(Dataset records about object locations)
<<<<
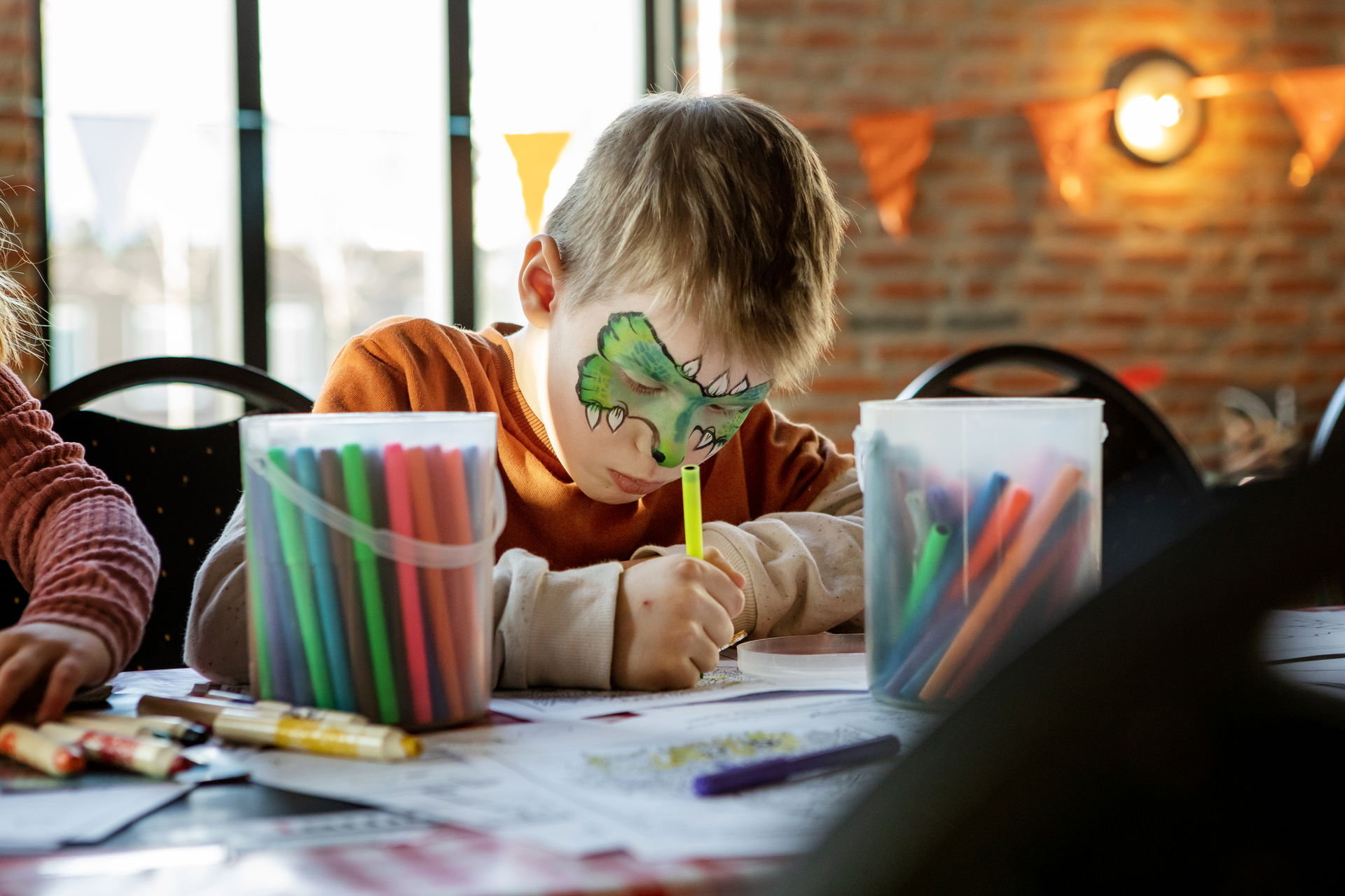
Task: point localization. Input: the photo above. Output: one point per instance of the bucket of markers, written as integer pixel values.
(982, 530)
(370, 546)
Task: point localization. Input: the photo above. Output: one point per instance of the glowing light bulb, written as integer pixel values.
(1140, 123)
(1168, 109)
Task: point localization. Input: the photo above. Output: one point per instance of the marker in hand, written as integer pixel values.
(691, 510)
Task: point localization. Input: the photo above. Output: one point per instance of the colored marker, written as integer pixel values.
(149, 757)
(371, 591)
(305, 607)
(347, 587)
(48, 755)
(408, 583)
(324, 586)
(1033, 530)
(358, 742)
(691, 510)
(181, 729)
(773, 771)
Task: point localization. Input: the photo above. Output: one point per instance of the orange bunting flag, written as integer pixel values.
(536, 156)
(892, 149)
(1068, 132)
(1314, 100)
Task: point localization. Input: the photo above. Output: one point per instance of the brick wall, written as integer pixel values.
(1213, 268)
(18, 140)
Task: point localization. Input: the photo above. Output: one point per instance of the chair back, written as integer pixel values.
(1152, 490)
(185, 482)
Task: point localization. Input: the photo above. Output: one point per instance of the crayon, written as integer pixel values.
(153, 758)
(39, 751)
(347, 587)
(295, 552)
(1033, 530)
(691, 510)
(331, 621)
(186, 732)
(370, 587)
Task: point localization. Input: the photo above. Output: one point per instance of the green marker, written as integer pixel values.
(691, 510)
(305, 607)
(930, 558)
(371, 591)
(256, 603)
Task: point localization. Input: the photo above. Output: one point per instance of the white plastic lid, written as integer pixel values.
(825, 657)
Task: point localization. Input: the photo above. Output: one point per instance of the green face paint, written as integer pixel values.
(634, 377)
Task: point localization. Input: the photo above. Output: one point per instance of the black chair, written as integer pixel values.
(1152, 490)
(185, 482)
(1138, 747)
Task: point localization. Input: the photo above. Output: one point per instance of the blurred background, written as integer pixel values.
(257, 181)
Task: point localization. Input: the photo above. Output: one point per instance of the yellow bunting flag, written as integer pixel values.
(892, 149)
(1314, 100)
(536, 155)
(1068, 132)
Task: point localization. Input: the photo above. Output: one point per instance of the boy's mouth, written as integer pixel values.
(633, 486)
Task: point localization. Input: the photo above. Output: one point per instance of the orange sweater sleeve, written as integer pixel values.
(71, 536)
(401, 364)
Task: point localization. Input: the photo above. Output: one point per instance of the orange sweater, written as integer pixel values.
(71, 537)
(406, 364)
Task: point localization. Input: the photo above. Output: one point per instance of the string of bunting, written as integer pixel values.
(893, 146)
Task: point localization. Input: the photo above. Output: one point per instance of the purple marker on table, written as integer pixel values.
(773, 771)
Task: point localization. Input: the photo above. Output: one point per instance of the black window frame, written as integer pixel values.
(662, 64)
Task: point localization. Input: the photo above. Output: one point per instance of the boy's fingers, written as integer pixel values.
(717, 560)
(65, 678)
(18, 673)
(728, 595)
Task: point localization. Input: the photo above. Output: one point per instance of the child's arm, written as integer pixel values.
(803, 571)
(76, 544)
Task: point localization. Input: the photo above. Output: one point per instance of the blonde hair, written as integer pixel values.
(18, 318)
(722, 210)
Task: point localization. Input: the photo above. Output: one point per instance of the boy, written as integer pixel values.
(688, 272)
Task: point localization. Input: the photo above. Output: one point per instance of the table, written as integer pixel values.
(238, 837)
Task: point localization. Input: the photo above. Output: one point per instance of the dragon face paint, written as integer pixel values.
(633, 380)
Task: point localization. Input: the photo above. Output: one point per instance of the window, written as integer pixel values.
(151, 116)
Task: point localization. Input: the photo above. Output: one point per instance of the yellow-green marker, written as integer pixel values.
(691, 510)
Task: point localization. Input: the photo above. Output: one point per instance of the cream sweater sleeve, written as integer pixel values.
(805, 570)
(551, 627)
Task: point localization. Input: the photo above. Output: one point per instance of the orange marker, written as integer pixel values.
(137, 754)
(994, 533)
(1024, 546)
(32, 748)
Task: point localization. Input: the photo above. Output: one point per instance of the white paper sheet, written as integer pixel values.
(725, 682)
(584, 787)
(640, 774)
(1292, 634)
(456, 780)
(83, 815)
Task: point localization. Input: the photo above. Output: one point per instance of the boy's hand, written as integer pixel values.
(672, 615)
(51, 659)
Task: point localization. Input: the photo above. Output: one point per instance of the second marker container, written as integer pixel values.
(370, 545)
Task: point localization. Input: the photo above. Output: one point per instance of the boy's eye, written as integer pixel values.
(639, 388)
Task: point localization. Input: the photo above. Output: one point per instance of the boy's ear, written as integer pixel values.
(538, 282)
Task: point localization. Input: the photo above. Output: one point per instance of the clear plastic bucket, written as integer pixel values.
(982, 529)
(370, 545)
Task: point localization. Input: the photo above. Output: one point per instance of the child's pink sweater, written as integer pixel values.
(71, 536)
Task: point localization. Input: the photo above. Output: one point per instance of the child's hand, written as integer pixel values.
(50, 659)
(672, 615)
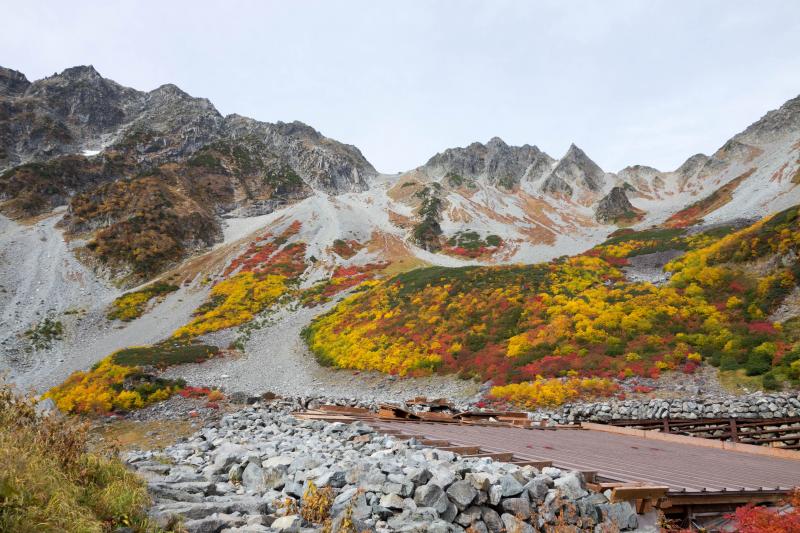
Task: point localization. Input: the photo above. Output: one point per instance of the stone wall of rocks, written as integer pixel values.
(229, 477)
(757, 405)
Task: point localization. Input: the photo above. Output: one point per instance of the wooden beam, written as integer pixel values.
(643, 492)
(462, 450)
(501, 456)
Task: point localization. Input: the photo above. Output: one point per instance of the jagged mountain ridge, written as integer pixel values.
(175, 189)
(178, 147)
(79, 110)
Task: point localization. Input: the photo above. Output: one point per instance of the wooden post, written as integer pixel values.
(734, 434)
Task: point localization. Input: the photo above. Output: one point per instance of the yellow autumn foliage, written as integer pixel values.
(234, 301)
(99, 390)
(552, 392)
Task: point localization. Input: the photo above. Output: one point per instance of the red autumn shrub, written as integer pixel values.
(751, 519)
>>>>
■ Exercise prompt ■
Transcribe all of the records above character for character. Exclude the pictures.

■ The output ■
Task: point localization. Input: the photo above. Output: one point per instance of the bucket of markers, written as integer pixel values.
(982, 530)
(370, 546)
Task: point localization. Input: the photo above. Output: one point per instance of the glowing light bulb, written as integer pixel values.
(1140, 123)
(1168, 109)
Task: point localization. Input: the photo above. Output: one point per instance of the marker in hand, written as integer pixel values.
(691, 510)
Task: point localization. Input: the photo above. Output: one point per instance of the colored marker, written as integer pixel values.
(149, 757)
(371, 591)
(305, 607)
(347, 587)
(48, 755)
(408, 583)
(324, 586)
(1033, 530)
(358, 742)
(691, 510)
(181, 729)
(773, 771)
Task: point localization. Input: the photo above. Output: one point per instance of the orange bunting flag, written as integer pixel values.
(536, 156)
(892, 149)
(1068, 132)
(1314, 100)
Task: point localization. Input: the photo above. Output: one point per instance of the brick wall, written as integer pixel values.
(1213, 268)
(18, 140)
Task: point localization. Input: the photo above. Output: one point per instance of the chair back, written as integer pixel values.
(1152, 490)
(185, 482)
Task: point localization. Input: the photo above. Output: one point per instance of the crayon, written as integer pixel values.
(153, 758)
(39, 751)
(347, 587)
(295, 552)
(1033, 530)
(691, 510)
(331, 621)
(186, 732)
(370, 587)
Task: point localization. Input: the photo above. Output: one point per instance of the green marker, written as integer pixel values.
(691, 510)
(305, 607)
(930, 558)
(371, 591)
(256, 603)
Task: point localization. Input: the photo above. Output: one point per instance of the white plastic lid, written as integer pixel values.
(825, 657)
Task: point localization. Input: the photo above. Output: one point per instance of the green face paint, written as integer pixel values.
(634, 377)
Task: point localization. Input: the photo above. Output: one point per instance of the black chair, written as integer pixel values.
(1152, 490)
(185, 482)
(1138, 747)
Task: point localization. Input: the photo above. Output: one point per instance of the blurred background, written as integer pixel values.
(257, 181)
Task: point localization. Input: the photo above. Output: one point per instance of the yellow bunting flag, written as integer pixel values.
(892, 149)
(1314, 100)
(536, 155)
(1068, 132)
Task: point localization. Input: the photo above. Output: one point per instance of the boy's mouth, written as integer pixel values.
(633, 486)
Task: point localization. Input: the photo above. Output: one point per instance of the orange sweater sleeve, written as integer pixel values.
(71, 536)
(401, 364)
Task: point localization. Input: the photo above. Output: one point per instance of the orange sweater, written as integer pixel values.
(71, 537)
(406, 364)
Task: point localization. Input: the photo above. Output: one point per instance of the string of bunting, written as integer pixel values.
(893, 146)
Task: point localization. Input: the photo above. Output: one point per instance of the purple marker on table, written as integer pixel values.
(773, 771)
Task: point localization. Input: the photo above. Output: one point per instance of the black window frame, written as integer pixel values.
(662, 64)
Task: point localization. Input: the photo above. Output: one point per instance of the boy's fingers, written as integer pixel values.
(717, 560)
(65, 678)
(18, 673)
(728, 595)
Task: point localization. Input: the photo above. Output: one point per instance of the child's arm, written as integer pixel values.
(803, 571)
(76, 544)
Task: point localization. Input: the photo above. Output: one point per instance of the blonde hair, written as integer pixel values.
(18, 318)
(722, 210)
Task: point localization. Input: the photo above. Output: one point per instance of the boy, written as integer pixel values.
(688, 272)
Task: point localization. Input: the photo above. Output: one point per instance of the table, written as integer pixel values.
(238, 837)
Task: point localization. Input: the photo above. Output: one point per instance of the dragon face paint, written as integer pixel values.
(633, 380)
Task: point localization. Input: the photo above. Output: one point per instance of the window, written as integer pixel values.
(151, 116)
Task: point localization. Input: the photo above. Output: one point per instance of the yellow-green marker, written as integer pixel values.
(691, 510)
Task: point localization. Input: the photo above. Output: one point per instance of the cream sweater sleeve, written as integer pixel values.
(805, 570)
(551, 627)
Task: point localization. Input: the photo above. Output: one point per instance of the orange marker, written as integer pixel values.
(137, 754)
(994, 533)
(1024, 546)
(32, 748)
Task: point localization. Input: the photo above. Output: one point per instance of the white paper sheet, written as integer pixel values.
(725, 682)
(584, 787)
(640, 774)
(1292, 634)
(456, 780)
(83, 815)
Task: point localization. Input: the photo above. Output: one point per instance of the boy's hand, written as integer pixel values.
(672, 615)
(51, 659)
Task: point localization. Input: the photo above. Output: one point per instance of the second marker container, written as integer pixel values.
(370, 545)
Task: point localization. Input: the photo above. Output: one point per instance of the boy's eye, written as integer pixel values.
(639, 388)
Task: point localization. Input: the photo above. Output: one point per instance of the boy's ear, written as integer pixel values.
(538, 282)
Task: point localization. Input: the photo above. Output: one point per instance of the clear plastic bucket, written as integer pixel values.
(982, 529)
(370, 545)
Task: point localization. Input: the photo above. Output: one point per instance of the child's pink sweater, written as integer pixel values.
(71, 536)
Task: point localization. Input: the photo above. Output: one point per instance of the child's hand, written as integer pixel values.
(50, 659)
(672, 615)
Task: point localization. Input: the photo above. Output: one point per instance of the stone wall of rocks, written as integer pixel values.
(229, 477)
(757, 405)
Task: point localization. Input: the photo above. Output: one point per instance of the wooden beam, written as integer pixel values.
(643, 492)
(462, 450)
(501, 456)
Task: point localization. Input: the photo above. Output: one point per instance of the jagged mountain ridge, written as integer pixel values.
(175, 189)
(178, 147)
(79, 110)
Task: point localization. Input: the photo above. Output: one point per instance of the wooden post, written as integer pixel values.
(734, 434)
Task: point localization. Input: the photo above. Output: one point per instance of the yellow autumn foliage, written as integer pixel values.
(234, 301)
(99, 390)
(552, 392)
Task: point localization. Input: the photo above. Output: one point per instance of the red autumn shrub, written as integer pixel values.
(751, 519)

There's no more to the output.